== TASKS AND EXERCISES ==
A. In the atime thread, list the times of day given in each line ending with "wrote:".
B. According to the atime thread, what does POSIX say happens to the atime when a file gets read?

Hmm I don't have a strong opinion here... it sounds "supid" from the
technical point in that it *could* write the atime and that wouldn't
cost much.
OTOH, that would make things more ambiguous when atimes change and when
not... (they'd only change on writes, never on reads,...)
So I think it's good as it is... and it matches the name, which is
noatime - and not noatime-unless-on-writes ;-)



Cheers,
Chris.
Austin S. Hemmelgarn Dec. 15, 2015, 1:31 p.m. UTC | #9
On 2015-12-14 18:34, Christoph Anton Mitterer wrote:
> On Mon, 2015-12-14 at 15:20 -0500, Austin S. Hemmelgarn wrote:
>> On 2015-12-14 14:44, Christoph Anton Mitterer wrote:
>>> On Mon, 2015-12-14 at 14:33 -0500, Austin S. Hemmelgarn wrote:
>>>> The traditional reasoning was that read-only meant that users
>>>> couldn't
>>>> change anything
>>> Where I'd however count the atime changes to.
>>> The atimes wouldn't change magically, but only because the user
>>> stared
>>> some program, configured some daemon, etc. ... which
>>> reads/writes/etc.
>>> the file.
>> But reading the file is allowed, which is where this starts to get
>> ambiguous.
> Why?
Because according to POSIX, when a file gets read, the atime gets 
updated.  Except that POSIX doesn't specify what happens if the 
filesystem is mounted read-only, but the underlying block device is 
writable.

Records in a dataset
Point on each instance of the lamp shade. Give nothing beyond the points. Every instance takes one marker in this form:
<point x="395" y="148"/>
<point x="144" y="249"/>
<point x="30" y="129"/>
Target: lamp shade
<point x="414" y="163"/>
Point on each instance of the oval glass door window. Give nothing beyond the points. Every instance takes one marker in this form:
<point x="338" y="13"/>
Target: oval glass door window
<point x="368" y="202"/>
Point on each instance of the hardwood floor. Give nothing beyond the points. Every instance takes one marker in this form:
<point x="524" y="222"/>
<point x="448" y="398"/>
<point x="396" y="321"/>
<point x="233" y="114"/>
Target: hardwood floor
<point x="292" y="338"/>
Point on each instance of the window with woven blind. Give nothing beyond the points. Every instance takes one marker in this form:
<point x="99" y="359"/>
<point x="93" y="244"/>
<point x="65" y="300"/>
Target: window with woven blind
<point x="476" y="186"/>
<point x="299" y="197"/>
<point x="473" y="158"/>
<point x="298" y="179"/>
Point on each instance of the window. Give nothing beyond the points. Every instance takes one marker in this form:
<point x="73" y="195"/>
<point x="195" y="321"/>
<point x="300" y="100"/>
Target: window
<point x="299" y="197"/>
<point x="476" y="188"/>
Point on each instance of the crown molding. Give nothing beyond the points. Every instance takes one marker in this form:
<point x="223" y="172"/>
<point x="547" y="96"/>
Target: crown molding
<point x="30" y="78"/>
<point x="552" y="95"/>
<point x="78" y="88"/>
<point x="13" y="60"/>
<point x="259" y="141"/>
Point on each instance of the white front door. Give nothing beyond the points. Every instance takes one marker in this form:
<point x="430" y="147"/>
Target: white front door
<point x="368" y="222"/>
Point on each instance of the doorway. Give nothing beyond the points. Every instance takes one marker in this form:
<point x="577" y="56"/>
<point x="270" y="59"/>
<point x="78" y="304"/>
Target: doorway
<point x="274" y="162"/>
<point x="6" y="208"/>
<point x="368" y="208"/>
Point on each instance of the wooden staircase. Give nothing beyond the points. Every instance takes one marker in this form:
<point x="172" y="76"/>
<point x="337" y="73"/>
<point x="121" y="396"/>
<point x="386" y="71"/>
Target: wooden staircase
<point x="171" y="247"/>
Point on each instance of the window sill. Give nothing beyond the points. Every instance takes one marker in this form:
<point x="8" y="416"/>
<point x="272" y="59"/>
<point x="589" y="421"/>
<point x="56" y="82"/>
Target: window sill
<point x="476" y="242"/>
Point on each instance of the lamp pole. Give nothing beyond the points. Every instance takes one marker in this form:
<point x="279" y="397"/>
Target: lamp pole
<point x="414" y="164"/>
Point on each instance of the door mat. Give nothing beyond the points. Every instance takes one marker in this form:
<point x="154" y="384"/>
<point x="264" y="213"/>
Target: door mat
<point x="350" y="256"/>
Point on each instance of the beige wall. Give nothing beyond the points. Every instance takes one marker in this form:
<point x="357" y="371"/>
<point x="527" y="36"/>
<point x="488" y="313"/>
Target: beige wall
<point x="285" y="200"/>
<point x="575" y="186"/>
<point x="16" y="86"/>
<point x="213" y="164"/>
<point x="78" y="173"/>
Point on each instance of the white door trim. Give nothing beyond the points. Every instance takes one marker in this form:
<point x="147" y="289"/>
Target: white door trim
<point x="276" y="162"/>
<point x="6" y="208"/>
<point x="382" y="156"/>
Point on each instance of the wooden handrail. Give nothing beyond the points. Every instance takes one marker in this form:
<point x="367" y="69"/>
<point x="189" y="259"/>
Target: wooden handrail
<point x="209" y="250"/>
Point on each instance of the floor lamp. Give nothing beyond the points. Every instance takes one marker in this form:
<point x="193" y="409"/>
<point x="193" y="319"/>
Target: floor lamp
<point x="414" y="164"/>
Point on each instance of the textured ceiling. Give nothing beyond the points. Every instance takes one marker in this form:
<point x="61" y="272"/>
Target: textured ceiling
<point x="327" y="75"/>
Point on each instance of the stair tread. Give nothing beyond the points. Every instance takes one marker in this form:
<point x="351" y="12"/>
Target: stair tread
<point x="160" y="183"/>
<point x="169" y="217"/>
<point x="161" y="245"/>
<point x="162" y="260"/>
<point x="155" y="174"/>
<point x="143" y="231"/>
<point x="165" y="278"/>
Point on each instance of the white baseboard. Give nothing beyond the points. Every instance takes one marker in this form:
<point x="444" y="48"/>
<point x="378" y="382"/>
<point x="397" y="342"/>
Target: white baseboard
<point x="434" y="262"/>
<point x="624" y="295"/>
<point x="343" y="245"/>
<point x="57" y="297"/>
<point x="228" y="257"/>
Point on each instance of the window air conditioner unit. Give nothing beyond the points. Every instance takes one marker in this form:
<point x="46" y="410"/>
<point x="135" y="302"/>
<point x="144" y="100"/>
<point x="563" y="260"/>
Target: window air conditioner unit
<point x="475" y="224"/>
--
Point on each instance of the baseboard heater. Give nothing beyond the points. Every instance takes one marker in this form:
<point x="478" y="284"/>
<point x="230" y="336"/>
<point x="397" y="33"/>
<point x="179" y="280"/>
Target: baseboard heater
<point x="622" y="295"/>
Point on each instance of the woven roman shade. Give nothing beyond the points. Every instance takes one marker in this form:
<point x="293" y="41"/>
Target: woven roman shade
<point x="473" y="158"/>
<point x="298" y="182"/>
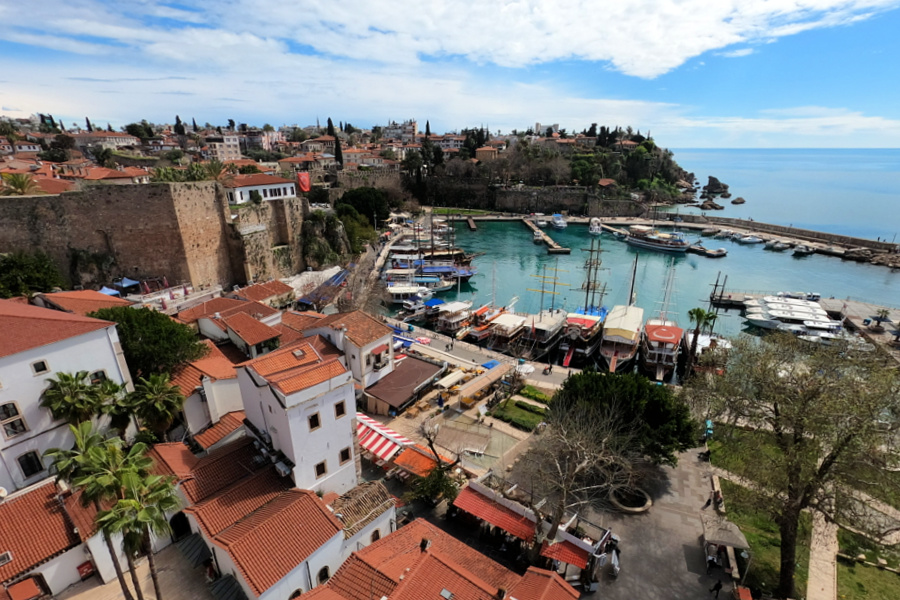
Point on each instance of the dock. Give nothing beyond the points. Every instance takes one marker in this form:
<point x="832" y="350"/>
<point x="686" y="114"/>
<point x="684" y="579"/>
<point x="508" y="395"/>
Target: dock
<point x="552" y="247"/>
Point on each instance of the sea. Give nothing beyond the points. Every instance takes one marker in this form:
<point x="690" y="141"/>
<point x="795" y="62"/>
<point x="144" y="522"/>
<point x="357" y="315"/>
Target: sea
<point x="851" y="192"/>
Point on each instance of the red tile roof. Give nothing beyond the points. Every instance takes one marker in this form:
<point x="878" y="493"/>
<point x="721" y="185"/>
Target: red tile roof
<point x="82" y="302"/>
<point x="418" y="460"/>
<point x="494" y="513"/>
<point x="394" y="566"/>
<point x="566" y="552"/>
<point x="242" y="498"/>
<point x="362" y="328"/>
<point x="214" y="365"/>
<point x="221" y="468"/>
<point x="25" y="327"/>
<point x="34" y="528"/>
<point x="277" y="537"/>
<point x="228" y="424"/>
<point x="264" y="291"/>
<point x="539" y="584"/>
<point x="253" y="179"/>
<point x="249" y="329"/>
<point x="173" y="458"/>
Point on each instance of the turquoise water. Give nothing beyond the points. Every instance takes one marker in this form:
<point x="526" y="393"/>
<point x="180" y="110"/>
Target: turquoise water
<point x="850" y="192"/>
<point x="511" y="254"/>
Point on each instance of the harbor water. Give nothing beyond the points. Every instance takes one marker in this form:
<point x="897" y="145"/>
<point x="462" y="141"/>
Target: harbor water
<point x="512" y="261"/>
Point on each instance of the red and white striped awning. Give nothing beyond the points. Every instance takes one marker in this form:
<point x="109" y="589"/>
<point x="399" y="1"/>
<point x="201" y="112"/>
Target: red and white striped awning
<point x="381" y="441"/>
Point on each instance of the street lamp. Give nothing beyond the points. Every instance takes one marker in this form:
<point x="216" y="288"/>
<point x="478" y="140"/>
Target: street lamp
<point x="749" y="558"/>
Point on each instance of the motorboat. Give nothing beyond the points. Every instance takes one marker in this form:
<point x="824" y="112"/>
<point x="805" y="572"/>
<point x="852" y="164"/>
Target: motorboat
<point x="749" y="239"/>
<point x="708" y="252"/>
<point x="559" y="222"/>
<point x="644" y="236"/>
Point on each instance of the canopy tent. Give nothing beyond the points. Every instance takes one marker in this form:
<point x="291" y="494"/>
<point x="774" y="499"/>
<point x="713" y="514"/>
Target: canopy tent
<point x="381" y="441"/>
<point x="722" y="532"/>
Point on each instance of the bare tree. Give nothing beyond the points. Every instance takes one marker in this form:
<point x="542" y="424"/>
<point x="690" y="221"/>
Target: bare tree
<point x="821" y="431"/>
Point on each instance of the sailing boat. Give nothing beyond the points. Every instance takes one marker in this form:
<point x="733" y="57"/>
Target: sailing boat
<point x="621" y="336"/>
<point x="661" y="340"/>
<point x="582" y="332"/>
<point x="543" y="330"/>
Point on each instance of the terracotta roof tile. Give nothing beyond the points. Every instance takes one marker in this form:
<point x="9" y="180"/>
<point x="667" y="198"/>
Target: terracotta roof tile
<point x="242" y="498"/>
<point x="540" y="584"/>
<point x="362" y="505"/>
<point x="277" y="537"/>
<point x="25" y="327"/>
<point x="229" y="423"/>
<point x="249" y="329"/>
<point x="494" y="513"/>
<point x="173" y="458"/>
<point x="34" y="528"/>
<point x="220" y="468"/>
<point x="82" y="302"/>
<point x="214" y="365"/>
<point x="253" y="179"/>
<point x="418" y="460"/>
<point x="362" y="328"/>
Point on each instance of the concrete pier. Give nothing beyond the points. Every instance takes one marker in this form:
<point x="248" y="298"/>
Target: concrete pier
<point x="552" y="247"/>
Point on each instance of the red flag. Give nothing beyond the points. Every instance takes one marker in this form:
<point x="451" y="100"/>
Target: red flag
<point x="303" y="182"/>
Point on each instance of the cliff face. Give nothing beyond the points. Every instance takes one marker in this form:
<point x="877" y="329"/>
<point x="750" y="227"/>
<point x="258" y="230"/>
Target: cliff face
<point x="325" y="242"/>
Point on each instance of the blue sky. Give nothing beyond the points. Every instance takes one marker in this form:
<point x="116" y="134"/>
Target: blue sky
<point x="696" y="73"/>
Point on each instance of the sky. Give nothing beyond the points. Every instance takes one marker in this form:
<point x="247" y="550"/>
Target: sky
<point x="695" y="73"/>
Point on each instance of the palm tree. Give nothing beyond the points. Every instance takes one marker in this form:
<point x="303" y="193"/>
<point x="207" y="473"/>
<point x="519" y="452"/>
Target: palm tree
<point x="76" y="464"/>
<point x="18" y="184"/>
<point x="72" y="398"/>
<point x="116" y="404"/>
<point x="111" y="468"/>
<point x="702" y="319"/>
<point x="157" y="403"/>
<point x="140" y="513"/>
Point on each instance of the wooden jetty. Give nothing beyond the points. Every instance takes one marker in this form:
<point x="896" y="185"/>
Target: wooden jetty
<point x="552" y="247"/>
==
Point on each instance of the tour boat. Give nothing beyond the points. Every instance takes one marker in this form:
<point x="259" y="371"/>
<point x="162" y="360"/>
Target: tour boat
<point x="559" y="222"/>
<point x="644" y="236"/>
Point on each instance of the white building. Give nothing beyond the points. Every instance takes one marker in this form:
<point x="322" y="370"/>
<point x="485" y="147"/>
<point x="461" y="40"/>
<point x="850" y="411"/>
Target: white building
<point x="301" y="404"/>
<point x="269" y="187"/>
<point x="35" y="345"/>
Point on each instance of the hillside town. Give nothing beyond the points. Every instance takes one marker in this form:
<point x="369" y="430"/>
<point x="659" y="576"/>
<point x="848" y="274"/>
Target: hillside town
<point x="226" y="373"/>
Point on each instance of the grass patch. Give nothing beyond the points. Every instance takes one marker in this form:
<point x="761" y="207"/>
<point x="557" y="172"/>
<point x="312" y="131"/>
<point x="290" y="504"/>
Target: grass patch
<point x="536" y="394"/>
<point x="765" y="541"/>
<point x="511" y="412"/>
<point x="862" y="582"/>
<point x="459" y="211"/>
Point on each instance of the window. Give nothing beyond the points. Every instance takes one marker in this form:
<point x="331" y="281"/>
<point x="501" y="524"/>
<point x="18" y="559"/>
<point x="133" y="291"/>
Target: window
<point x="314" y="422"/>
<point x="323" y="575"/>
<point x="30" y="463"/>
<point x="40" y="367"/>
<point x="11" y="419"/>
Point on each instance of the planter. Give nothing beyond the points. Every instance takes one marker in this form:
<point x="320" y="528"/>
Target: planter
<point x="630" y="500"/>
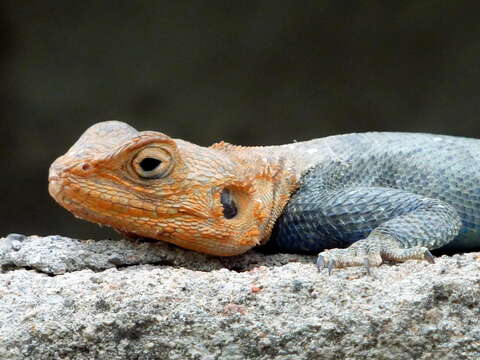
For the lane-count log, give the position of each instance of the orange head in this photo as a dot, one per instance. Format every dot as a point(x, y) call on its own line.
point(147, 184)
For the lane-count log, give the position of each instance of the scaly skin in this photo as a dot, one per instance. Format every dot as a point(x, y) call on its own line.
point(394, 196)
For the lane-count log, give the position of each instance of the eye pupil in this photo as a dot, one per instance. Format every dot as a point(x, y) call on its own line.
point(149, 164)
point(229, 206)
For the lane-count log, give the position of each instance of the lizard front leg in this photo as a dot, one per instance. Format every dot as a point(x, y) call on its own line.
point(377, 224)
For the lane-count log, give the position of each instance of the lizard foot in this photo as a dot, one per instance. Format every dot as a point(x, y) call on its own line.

== LIST OF SOLUTIONS ==
A. 18:34, 15:20, 14:44, 14:33

B. The atime gets updated.